#### DIRECTIONS FOR THIS TASK
Reproduce the data exactly.

[Point annotation records]
* * *

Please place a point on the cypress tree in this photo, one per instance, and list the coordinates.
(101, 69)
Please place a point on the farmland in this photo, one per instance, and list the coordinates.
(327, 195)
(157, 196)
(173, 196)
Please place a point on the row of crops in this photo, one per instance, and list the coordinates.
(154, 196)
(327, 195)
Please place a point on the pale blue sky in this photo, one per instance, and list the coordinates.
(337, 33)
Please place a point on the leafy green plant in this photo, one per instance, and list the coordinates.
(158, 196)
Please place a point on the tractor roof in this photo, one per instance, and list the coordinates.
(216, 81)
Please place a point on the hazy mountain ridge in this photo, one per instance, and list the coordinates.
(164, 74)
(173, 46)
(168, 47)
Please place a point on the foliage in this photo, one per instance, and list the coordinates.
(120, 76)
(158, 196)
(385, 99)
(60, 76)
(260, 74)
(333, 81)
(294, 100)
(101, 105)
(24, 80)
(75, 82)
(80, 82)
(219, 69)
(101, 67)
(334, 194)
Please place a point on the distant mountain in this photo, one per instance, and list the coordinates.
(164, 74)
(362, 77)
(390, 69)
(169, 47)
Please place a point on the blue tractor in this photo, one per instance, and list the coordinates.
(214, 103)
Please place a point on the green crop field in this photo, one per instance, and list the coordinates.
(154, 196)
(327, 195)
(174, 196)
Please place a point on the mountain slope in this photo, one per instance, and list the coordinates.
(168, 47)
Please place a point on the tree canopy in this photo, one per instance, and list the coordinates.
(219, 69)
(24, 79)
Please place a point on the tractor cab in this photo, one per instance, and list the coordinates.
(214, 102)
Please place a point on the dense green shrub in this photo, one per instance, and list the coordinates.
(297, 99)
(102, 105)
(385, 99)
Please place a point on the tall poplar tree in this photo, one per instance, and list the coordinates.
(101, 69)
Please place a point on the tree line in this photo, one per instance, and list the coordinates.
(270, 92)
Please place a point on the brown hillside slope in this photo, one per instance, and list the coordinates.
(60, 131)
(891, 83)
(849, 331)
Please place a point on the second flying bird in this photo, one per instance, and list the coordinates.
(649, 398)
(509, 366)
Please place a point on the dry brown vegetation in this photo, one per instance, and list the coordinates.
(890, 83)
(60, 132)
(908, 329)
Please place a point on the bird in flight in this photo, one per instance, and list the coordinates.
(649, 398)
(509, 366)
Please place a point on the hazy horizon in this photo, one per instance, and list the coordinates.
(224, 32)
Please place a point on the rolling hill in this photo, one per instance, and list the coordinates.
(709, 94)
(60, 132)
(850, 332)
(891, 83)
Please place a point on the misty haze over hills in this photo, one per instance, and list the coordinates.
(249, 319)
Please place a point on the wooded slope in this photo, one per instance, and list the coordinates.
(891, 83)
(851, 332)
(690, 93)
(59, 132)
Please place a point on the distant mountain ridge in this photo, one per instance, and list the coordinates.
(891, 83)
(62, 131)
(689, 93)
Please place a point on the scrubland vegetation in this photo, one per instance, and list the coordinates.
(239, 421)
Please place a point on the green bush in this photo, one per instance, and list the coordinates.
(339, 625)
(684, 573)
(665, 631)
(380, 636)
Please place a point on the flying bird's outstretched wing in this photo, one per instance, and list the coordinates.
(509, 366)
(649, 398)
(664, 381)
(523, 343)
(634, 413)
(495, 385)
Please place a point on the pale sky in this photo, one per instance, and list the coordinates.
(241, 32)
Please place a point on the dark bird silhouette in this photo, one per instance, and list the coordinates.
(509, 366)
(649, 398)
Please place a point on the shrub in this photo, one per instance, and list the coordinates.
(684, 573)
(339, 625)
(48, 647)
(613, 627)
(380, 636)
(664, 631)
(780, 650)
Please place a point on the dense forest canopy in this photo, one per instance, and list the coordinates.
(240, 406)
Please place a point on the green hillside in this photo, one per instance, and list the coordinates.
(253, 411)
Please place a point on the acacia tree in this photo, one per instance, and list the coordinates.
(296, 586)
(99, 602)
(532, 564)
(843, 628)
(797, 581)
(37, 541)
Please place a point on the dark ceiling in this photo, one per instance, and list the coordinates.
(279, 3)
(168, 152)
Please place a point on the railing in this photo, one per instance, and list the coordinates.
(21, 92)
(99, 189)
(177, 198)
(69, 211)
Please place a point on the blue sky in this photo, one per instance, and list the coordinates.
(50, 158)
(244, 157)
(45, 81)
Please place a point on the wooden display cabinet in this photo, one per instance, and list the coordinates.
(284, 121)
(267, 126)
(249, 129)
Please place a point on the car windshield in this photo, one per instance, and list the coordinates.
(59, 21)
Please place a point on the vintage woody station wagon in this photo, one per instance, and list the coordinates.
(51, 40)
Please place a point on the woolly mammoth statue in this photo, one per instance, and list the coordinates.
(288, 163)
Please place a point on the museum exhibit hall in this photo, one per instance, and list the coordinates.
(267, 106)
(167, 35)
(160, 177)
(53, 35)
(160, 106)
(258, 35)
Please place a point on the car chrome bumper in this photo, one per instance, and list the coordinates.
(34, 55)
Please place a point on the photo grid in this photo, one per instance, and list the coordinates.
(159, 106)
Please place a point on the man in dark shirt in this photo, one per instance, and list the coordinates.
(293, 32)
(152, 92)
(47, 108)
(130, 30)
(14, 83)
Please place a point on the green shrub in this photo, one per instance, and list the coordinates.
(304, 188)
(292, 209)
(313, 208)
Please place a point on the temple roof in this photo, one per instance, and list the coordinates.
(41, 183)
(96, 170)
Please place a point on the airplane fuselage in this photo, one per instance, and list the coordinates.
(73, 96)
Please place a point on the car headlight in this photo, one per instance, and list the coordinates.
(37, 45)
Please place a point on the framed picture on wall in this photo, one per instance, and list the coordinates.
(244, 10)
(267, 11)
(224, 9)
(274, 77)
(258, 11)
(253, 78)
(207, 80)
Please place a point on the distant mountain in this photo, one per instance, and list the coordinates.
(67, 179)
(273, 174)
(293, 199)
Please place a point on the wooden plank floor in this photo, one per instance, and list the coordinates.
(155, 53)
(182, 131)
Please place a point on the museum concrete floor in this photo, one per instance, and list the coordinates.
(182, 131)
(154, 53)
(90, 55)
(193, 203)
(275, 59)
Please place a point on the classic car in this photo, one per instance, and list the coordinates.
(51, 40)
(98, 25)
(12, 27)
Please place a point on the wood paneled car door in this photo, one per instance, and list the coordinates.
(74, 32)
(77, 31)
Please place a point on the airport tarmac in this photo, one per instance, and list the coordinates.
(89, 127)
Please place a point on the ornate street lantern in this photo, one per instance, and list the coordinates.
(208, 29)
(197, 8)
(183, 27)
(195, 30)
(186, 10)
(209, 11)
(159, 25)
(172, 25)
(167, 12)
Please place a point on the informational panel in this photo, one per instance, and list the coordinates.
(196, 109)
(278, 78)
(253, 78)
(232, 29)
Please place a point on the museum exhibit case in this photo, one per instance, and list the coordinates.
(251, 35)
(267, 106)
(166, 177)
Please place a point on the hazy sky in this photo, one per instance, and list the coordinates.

* * *

#### SOLUTION TO THE PROBLEM
Please place a point on the cypress tree in this photo, one per instance, and list the coordinates.
(101, 69)
Please place a point on the farmland in this photo, one per instance, and list the coordinates.
(327, 195)
(157, 196)
(173, 196)
Please place a point on the row of crops in this photo, one per instance, and list the coordinates.
(154, 196)
(327, 195)
Please place a point on the pale blue sky in this photo, one per instance, and list the coordinates.
(337, 33)
Please place a point on the leafy green plant in this photo, one per instance, and list the coordinates.
(158, 196)
Please place a point on the tractor roof in this photo, one per instance, and list the coordinates.
(216, 81)
Please place a point on the hazy mountain ridge in this photo, one per instance, and list the coordinates.
(164, 74)
(173, 46)
(168, 47)
Please place a point on the foliage in this photo, one per instance, and list the coordinates.
(120, 76)
(158, 196)
(385, 99)
(60, 76)
(260, 74)
(333, 81)
(294, 100)
(101, 105)
(24, 80)
(75, 82)
(80, 82)
(219, 69)
(101, 67)
(334, 194)
Please place a point on the distant mountain in this photo, one per instance, and list the coordinates.
(164, 74)
(362, 77)
(390, 69)
(169, 47)
Please place a point on the blue tractor in this photo, one per instance, and list the coordinates.
(214, 103)
Please place a point on the green crop field in this photo, one per instance, and list the coordinates.
(154, 196)
(327, 195)
(174, 196)
Please place a point on the mountain slope in this photo, one per instance, and list the coordinates.
(168, 47)
Please place a point on the tree canopy in this photo, one per instance, and list the coordinates.
(219, 69)
(24, 79)
Please place a point on the tractor cab in this photo, one per instance, and list the coordinates.
(214, 102)
Please place a point on the dense green shrub in this photo, one per instance, and list the coordinates.
(297, 99)
(102, 105)
(385, 99)
Please place a point on the tall poplar tree in this photo, one per instance, and list the coordinates.
(101, 69)
Please place a point on the tree line in this photo, one per instance, and list the coordinates.
(270, 92)
Please place a point on the brown hillside slope in this photo, one per instance, and list the coordinates.
(60, 131)
(891, 83)
(849, 331)
Please place a point on the second flying bird in this photo, one per instance, and list the coordinates.
(649, 398)
(509, 366)
Please place a point on the dry brown vegetation in this photo, one per instance, and list the coordinates.
(890, 83)
(60, 132)
(908, 329)
Please place a point on the bird in flight in this photo, one per instance, and list the coordinates.
(649, 398)
(509, 366)
Please place a point on the hazy horizon in this photo, one per instance, and list the coordinates.
(224, 32)
Please place a point on the rolling hill in this photo, one per instance, and list the coordinates.
(709, 94)
(60, 132)
(850, 332)
(891, 83)
Please place a point on the misty haze over hills in this photo, one per instance, and list the coordinates.
(249, 319)
Please place a point on the wooded slope in this photo, one per instance, and list the coordinates.
(891, 83)
(851, 332)
(690, 93)
(59, 132)
Please place a point on the distant mountain ridge in this photo, one per instance, and list the coordinates.
(891, 83)
(62, 131)
(689, 93)
Please place a point on the scrubland vegetation in this photo, one per instance, and list the coordinates.
(239, 421)
Please place a point on the green bush in this photo, one per instance, and list the coordinates.
(339, 625)
(684, 573)
(665, 631)
(380, 636)
Please place a point on the flying bird's outstretched wing in this photo, one per instance, and list the coordinates.
(509, 366)
(649, 398)
(664, 381)
(523, 343)
(634, 413)
(495, 385)
Please place a point on the pale sky in this photo, one per instance, and list the coordinates.
(241, 32)
Please place a point on the dark bird silhouette in this photo, one per instance, and list the coordinates.
(509, 366)
(649, 398)
Please place a point on the shrub in this photo, one per instance, and list the coordinates.
(684, 573)
(339, 625)
(48, 647)
(613, 627)
(380, 636)
(664, 631)
(780, 650)
Please place a point on the dense forest canopy in this photo, one per instance, and list the coordinates.
(240, 406)
Please place a point on the green hillside in this photo, one per instance, and list the coordinates.
(253, 411)
Please place a point on the acacia tree in this photo, one per instance, and list the coordinates.
(296, 586)
(99, 602)
(532, 564)
(843, 628)
(797, 581)
(37, 541)
Please place a point on the dark ceiling in this photo, one per instance, and list the coordinates.
(279, 3)
(168, 152)
Please place a point on the railing in this photo, one per instance, and list the coordinates.
(21, 92)
(99, 189)
(177, 198)
(69, 211)
Please place a point on the blue sky in this photo, one per instance, and list the coordinates.
(50, 158)
(244, 157)
(45, 81)
Please place a point on the wooden display cabinet in this photo, one per instance, and list the coordinates.
(284, 121)
(267, 126)
(249, 129)
Please place a point on the car windshield in this photo, one per instance, and list the coordinates.
(59, 21)
Please place a point on the vintage woody station wagon in this photo, one per instance, and list the coordinates.
(51, 40)
Please place a point on the woolly mammoth statue in this photo, one per instance, and list the coordinates.
(288, 163)
Please place a point on the museum exhibit hall in this photo, one per instance, and list the coordinates.
(267, 106)
(167, 35)
(160, 177)
(53, 35)
(160, 106)
(258, 35)
Please place a point on the car chrome bumper in this photo, one per instance, and list the coordinates.
(34, 55)
Please place a point on the photo grid in this photo, one per instance, and list the coordinates.
(159, 106)
Please place a point on the man in dark shirt in this photo, one per instance, and list the coordinates.
(293, 32)
(152, 92)
(47, 108)
(130, 30)
(14, 83)
Please place a point on the green shrub in this photo, one per instance, and list the coordinates.
(304, 188)
(292, 209)
(313, 208)
Please place a point on the temple roof in this photo, one per instance, and list the coordinates.
(41, 183)
(96, 170)
Please place a point on the airplane fuselage in this photo, one per instance, and list the coordinates.
(73, 96)
Please place a point on the car headlight in this photo, one per instance, and list the coordinates.
(37, 45)
Please place a point on the framed picture on wall in this photo, one per instance, and list the coordinates.
(244, 10)
(267, 11)
(224, 9)
(274, 77)
(258, 11)
(253, 78)
(207, 80)
Please place a point on the distant mountain in this photo, one per instance, and list the coordinates.
(67, 179)
(273, 174)
(293, 199)
Please place a point on the wooden plank floor in this photo, one per instance, and list the coordinates.
(155, 53)
(182, 131)
Please place a point on the museum concrete floor in this photo, one per instance, and list the coordinates.
(182, 131)
(154, 53)
(90, 55)
(193, 203)
(275, 59)
Please place a point on the classic car in this photo, one per instance, and list the coordinates.
(51, 40)
(98, 25)
(12, 27)
Please place a point on the wood paneled car door in this photo, one per instance, and list the coordinates.
(74, 32)
(77, 31)
Please place a point on the airport tarmac in this photo, one per instance, and list the coordinates.
(89, 127)
Please place a point on the ornate street lantern in this photo, one per instance, and list the coordinates.
(208, 29)
(197, 8)
(183, 27)
(195, 30)
(186, 10)
(209, 11)
(159, 25)
(172, 25)
(167, 12)
Please place a point on the informational panel in this photo, one per instance, and list the coordinates.
(196, 109)
(278, 78)
(253, 78)
(232, 29)
Please place a point on the museum exhibit case in this photo, one per instance, and list the coordinates.
(251, 35)
(267, 106)
(166, 177)
Please place a point on the hazy sky in this photo, one per instance, and list the coordinates.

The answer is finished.